GIVEN EXERCISE: Count the lines in the records below that contain the word "surface" and give only that number.
☆ ☆ ☆ ☆ ☆
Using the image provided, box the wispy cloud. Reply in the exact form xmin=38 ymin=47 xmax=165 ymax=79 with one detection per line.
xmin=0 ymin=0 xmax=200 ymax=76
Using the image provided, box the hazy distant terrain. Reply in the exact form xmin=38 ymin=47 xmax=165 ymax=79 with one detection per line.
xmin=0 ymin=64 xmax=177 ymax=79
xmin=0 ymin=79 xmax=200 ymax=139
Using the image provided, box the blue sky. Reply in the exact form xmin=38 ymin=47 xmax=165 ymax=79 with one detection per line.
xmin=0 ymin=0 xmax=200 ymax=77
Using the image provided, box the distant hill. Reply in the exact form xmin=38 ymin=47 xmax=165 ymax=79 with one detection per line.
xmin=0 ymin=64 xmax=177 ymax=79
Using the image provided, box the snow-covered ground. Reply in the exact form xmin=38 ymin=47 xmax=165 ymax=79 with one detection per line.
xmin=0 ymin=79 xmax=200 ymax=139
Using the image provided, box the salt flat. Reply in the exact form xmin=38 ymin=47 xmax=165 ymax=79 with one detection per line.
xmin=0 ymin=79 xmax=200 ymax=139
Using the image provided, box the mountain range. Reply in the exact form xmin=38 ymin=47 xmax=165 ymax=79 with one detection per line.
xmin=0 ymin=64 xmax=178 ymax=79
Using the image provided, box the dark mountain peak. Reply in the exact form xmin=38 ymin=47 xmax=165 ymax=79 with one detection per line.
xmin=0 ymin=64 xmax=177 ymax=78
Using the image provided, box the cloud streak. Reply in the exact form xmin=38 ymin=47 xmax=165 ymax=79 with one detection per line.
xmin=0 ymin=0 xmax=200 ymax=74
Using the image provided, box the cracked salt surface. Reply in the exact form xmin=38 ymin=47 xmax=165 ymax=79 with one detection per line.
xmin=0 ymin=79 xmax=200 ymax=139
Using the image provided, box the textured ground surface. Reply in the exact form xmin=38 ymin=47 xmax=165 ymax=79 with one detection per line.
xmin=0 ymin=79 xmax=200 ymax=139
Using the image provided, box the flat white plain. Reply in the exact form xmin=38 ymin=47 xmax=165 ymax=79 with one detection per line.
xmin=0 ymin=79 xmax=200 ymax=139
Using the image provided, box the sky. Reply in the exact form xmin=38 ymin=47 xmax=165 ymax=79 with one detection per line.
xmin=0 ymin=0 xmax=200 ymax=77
☆ ☆ ☆ ☆ ☆
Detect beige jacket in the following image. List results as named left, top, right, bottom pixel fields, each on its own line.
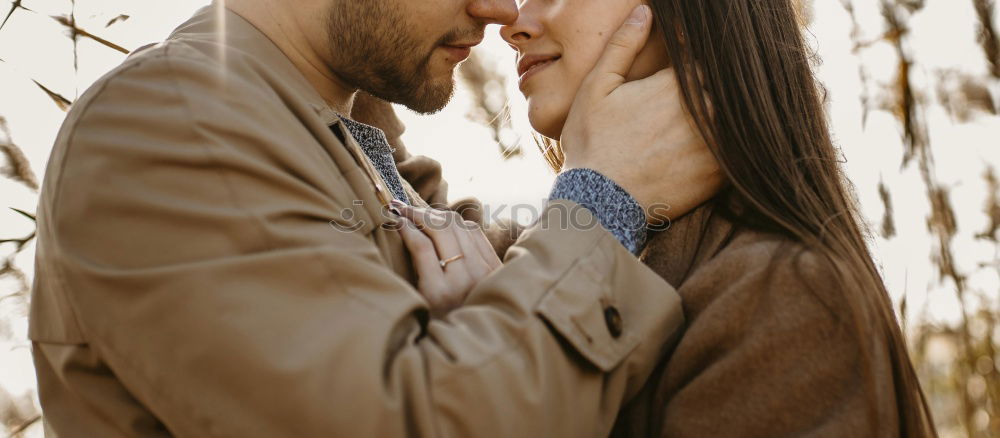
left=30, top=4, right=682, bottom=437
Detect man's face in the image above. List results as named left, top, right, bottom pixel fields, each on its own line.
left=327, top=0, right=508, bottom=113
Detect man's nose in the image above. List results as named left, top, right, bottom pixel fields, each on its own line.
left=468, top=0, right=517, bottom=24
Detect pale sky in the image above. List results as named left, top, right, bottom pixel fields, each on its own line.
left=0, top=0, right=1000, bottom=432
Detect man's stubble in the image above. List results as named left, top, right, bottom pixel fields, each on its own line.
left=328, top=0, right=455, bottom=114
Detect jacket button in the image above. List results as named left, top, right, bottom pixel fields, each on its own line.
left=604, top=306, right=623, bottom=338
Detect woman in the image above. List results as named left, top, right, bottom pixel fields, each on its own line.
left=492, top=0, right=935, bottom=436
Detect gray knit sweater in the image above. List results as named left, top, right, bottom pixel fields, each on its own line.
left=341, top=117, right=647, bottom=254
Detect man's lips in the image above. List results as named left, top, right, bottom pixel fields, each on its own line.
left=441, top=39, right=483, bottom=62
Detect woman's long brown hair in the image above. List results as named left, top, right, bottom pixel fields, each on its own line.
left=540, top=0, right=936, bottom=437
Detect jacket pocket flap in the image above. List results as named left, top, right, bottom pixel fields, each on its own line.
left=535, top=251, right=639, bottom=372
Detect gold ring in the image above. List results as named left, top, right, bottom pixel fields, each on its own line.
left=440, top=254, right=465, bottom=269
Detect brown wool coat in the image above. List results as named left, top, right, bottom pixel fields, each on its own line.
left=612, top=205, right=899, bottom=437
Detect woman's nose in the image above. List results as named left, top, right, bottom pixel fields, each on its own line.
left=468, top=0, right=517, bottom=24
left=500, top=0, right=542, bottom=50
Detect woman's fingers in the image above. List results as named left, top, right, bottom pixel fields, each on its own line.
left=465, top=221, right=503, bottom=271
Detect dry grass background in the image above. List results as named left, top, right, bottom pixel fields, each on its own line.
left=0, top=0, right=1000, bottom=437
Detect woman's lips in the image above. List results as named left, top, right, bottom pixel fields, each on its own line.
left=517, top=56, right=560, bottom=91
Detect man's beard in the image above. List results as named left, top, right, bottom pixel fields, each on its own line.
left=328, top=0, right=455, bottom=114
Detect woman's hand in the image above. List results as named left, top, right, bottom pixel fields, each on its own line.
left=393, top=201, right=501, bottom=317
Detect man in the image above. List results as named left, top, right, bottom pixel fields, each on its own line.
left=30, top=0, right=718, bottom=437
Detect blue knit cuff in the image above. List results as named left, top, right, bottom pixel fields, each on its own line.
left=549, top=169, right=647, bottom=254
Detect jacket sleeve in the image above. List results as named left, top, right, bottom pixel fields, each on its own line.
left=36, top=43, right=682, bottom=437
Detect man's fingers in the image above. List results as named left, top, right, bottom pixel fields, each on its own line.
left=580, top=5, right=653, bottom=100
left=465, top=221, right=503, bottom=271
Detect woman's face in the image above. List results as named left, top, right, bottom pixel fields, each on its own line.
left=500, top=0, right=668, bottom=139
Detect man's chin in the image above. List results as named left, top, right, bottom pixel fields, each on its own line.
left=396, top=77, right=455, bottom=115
☆ ☆ ☆ ☆ ☆
SOLUTION: 2